The Philippines posts its best performance in the latest Logistics Performance Index—and the next challenge is keeping up the pace.

Written by Henrik Batallones

 

There was cause for celebration among policy makers when this year’s edition of the World Bank’s Logistics Performance Index was released: the Philippines ranked 43rd—its best performance since the survey began in 2007.

It was seen as the most visible result of the government’s intensified focus on improving our supply chain networks. It was no mean feat considering the survey reflects the upheaval caused by the COVID-19 pandemic—indeed, it was the cause for the long gap between surveys, which is supposed to be held every two years but was last released in 2018. That year the Philippines ranked 60th, an improvement from our all time low of 71st in 2016. It reflected the beginnings of the government’s increased investment in infrastructure, as well as the private sector’s focus on improving logistics capacity and capability.

These efforts were stepped up when the COVID-19 pandemic led to restrictions on mobility and certain activities. The government was forced to implement measures to ensure the continued movement of goods, particularly products deemed “essential”. Businesses also stepped up efforts towards digitalization, particularly as their customers shifted to online retail formats and developed new preferences that had to be responded to.

The World Bank notes that, despite the disruption caused by the pandemic, logistics performance remained consistent among surveyed countries. However, countries that were in a better position to deal with these disruptions performed better. With that in mind, it’s clear the Philippines still has a lot of work to do.

Breaking down the numbers

The Logistics Performance Index assesses the competitiveness of a country’s supply chain ecosystem by looking at six areas: efficiency of customs processes, quality of transport infrastructure, ease of arranging competitively-priced shipments, competence of logistics services, ability to track shipments, and timeliness of shipments.

Critically, the score is collated from feedback from respondents from outside our country, meaning our LPI score reflects foreign impressions of our logistics networks. This is as opposed to the Department of Trade and Industry’s own Logistics Efficiency Indicators survey, which takes into account feedback from stakeholders in the Philippines.

When breaking down our headline ranking, the big picture becomes more complex. Our performance in international shipments was worse compared to the last survey, dropping from joint 37th to joint 53rd. This reflects our vulnerability to global disruptions, best illustrated by the so-called “supply chain crisis” which led to less ships being available and higher congestion in major global ports. This also resulted in higher shipping costs, which businesses inevitably passed on to consumers.

────────────────

_THINGS TO DO_.
1) In the article on the Logistics Performance Index, what was the Philippines' all-time low ranking, and in what year did it occur?
2) Quote everything from "The Logistics Performance" down to "timeliness of shipments." in the article on the Logistics Performance Index.

_RECORDS SHOWN_.
────────────────

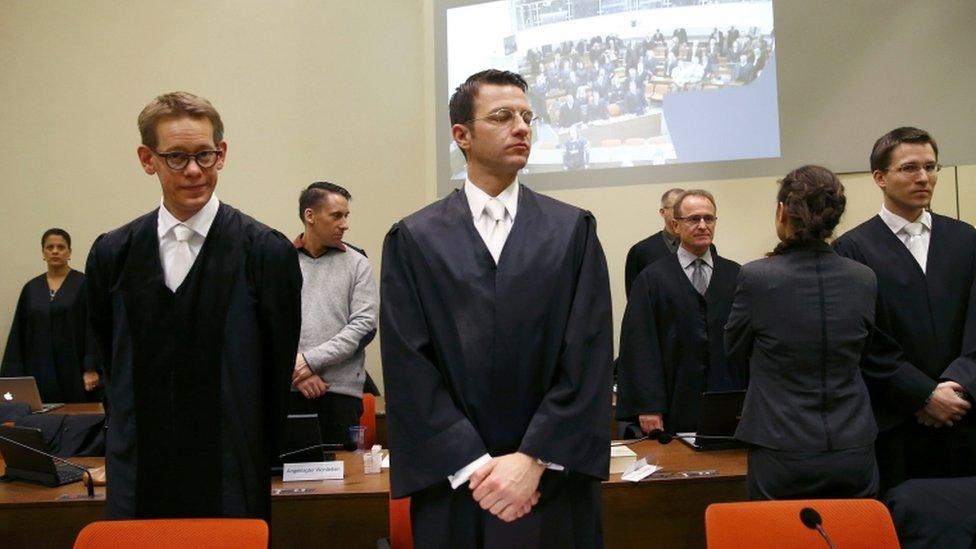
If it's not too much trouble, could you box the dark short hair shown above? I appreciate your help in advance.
[770,165,847,255]
[871,126,939,172]
[138,91,224,149]
[448,69,529,126]
[41,227,71,250]
[671,189,718,215]
[298,181,352,223]
[661,187,685,208]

────────────────

_COMPLETED EXERCISE_.
1) 71st, in 2016.

2)
The Logistics Performance Index assesses the competitiveness of a country’s supply chain ecosystem by looking at six areas: efficiency of customs processes, quality of transport infrastructure, ease of arranging competitively-priced shipments, competence of logistics services, ability to track shipments, and timeliness of shipments.